Named-object pointing rows:
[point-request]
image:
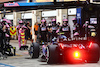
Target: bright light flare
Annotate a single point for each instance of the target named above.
(77, 54)
(61, 45)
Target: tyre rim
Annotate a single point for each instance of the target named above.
(31, 51)
(47, 54)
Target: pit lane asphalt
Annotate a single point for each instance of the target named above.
(23, 60)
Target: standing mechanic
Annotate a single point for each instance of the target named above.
(76, 26)
(53, 29)
(36, 26)
(43, 34)
(2, 35)
(43, 31)
(65, 28)
(21, 28)
(28, 32)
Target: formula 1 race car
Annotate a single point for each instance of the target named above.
(69, 50)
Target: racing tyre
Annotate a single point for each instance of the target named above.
(52, 54)
(93, 54)
(34, 50)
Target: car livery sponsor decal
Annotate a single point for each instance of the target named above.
(11, 4)
(77, 38)
(5, 65)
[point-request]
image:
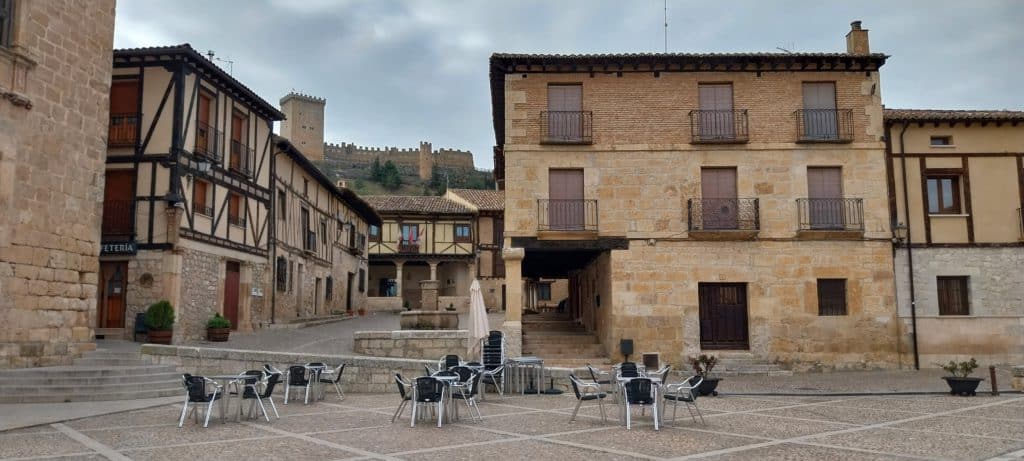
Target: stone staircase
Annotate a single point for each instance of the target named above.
(561, 342)
(733, 364)
(105, 374)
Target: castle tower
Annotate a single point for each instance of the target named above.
(304, 123)
(426, 161)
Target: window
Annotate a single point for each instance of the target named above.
(832, 297)
(235, 213)
(544, 292)
(282, 205)
(462, 233)
(6, 22)
(953, 296)
(943, 195)
(202, 198)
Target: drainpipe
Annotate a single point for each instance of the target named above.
(909, 250)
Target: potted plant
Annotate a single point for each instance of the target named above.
(961, 382)
(160, 322)
(702, 365)
(218, 328)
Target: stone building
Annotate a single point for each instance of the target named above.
(54, 75)
(187, 195)
(729, 203)
(421, 240)
(320, 241)
(960, 279)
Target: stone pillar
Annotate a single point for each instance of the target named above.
(428, 298)
(513, 297)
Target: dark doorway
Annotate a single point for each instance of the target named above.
(231, 276)
(112, 294)
(723, 316)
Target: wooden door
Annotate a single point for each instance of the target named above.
(820, 121)
(112, 294)
(231, 280)
(719, 206)
(716, 112)
(118, 203)
(824, 192)
(723, 316)
(565, 205)
(565, 113)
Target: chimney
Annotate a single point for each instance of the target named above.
(856, 40)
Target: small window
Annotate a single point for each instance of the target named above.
(462, 233)
(953, 296)
(832, 297)
(544, 292)
(943, 195)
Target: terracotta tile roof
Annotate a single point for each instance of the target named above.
(930, 115)
(415, 205)
(482, 199)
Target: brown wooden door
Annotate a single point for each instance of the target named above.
(118, 203)
(824, 192)
(231, 280)
(723, 316)
(820, 121)
(112, 294)
(718, 199)
(716, 112)
(565, 205)
(565, 113)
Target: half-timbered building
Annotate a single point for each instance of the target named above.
(187, 194)
(320, 241)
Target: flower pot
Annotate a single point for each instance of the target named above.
(708, 386)
(217, 334)
(963, 386)
(160, 336)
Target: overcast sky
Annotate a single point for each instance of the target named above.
(395, 73)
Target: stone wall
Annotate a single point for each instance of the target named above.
(993, 332)
(428, 344)
(54, 90)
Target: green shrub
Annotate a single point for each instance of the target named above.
(218, 321)
(160, 316)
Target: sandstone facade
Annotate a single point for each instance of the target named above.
(54, 78)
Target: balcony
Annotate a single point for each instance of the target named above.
(566, 215)
(117, 219)
(824, 218)
(718, 127)
(409, 246)
(208, 142)
(123, 130)
(241, 155)
(723, 218)
(824, 125)
(566, 127)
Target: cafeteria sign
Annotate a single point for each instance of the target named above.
(115, 248)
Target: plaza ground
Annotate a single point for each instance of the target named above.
(538, 427)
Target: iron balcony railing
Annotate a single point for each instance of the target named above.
(117, 217)
(566, 214)
(824, 125)
(566, 127)
(723, 214)
(830, 214)
(241, 155)
(208, 141)
(719, 126)
(123, 130)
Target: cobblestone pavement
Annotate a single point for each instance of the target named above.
(539, 427)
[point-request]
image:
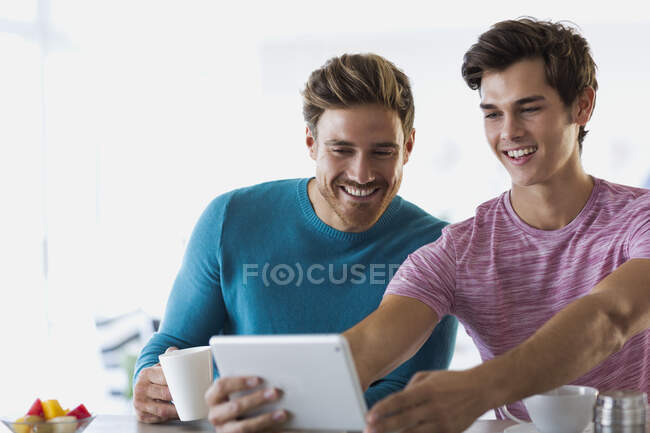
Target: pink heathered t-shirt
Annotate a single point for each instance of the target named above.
(504, 279)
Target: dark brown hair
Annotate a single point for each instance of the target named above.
(569, 67)
(356, 79)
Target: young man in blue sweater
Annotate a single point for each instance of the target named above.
(304, 255)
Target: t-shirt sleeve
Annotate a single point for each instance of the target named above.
(639, 240)
(429, 275)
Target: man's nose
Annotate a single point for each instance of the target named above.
(361, 170)
(512, 129)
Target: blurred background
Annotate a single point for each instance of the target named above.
(121, 120)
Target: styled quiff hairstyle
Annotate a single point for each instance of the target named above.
(568, 64)
(356, 79)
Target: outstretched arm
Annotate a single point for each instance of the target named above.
(389, 336)
(573, 342)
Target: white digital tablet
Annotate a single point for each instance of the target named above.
(316, 374)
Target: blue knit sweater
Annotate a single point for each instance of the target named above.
(260, 261)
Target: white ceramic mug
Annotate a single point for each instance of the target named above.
(188, 373)
(567, 409)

- **WRITTEN EXERCISE**: Starting at the line containing "Target: plaza ground" and ending with the final line of the rows, write those lines out again, requests included, and increase every coordinate in the answer points by 81. Leave the pictures out.

- **SOLUTION TO THE EXERCISE**:
Target: plaza ground
Annotate a single point for each instance of the target named above.
(619, 508)
Target: iron balcony railing
Annotate a single point for each instance of the target named above.
(198, 298)
(647, 295)
(905, 206)
(647, 208)
(804, 295)
(911, 295)
(322, 236)
(289, 222)
(800, 207)
(204, 211)
Target: cobblestone pavement
Annotate a single point for each instance of the target named above.
(620, 508)
[point-request]
image:
Target: pink heathered t-shirt
Annotate a single point for each instance of the target named above.
(585, 360)
Target: dark brown hair
Annotate a single point for each instance of the target named above.
(650, 148)
(437, 160)
Target: young man in blue sweater
Annotate a single point for each instance of the target named above.
(385, 336)
Target: t-shirt sleeve
Annotate a single point for each instance of the target named above.
(720, 321)
(510, 356)
Target: man's nose
Annotate a single point for each instance of the target named above.
(442, 251)
(593, 210)
Target: blurred background
Annotate a single point for each instance of the target named above.
(202, 201)
Target: styled quiff hairstyle
Annotate a single point for each instance of the target named above.
(649, 145)
(437, 160)
Target: outstretched arm
Annotate a single point for each instance of the target named above.
(470, 417)
(654, 423)
Target: white digital tablet
Annotate a single point for each instance of the target named above.
(397, 455)
Target: blue knit sweater
Annotate a single point for each instance of the target named above.
(341, 342)
Target: white ceramic mug
Annotate a single point for each instance of the target named above.
(269, 454)
(648, 490)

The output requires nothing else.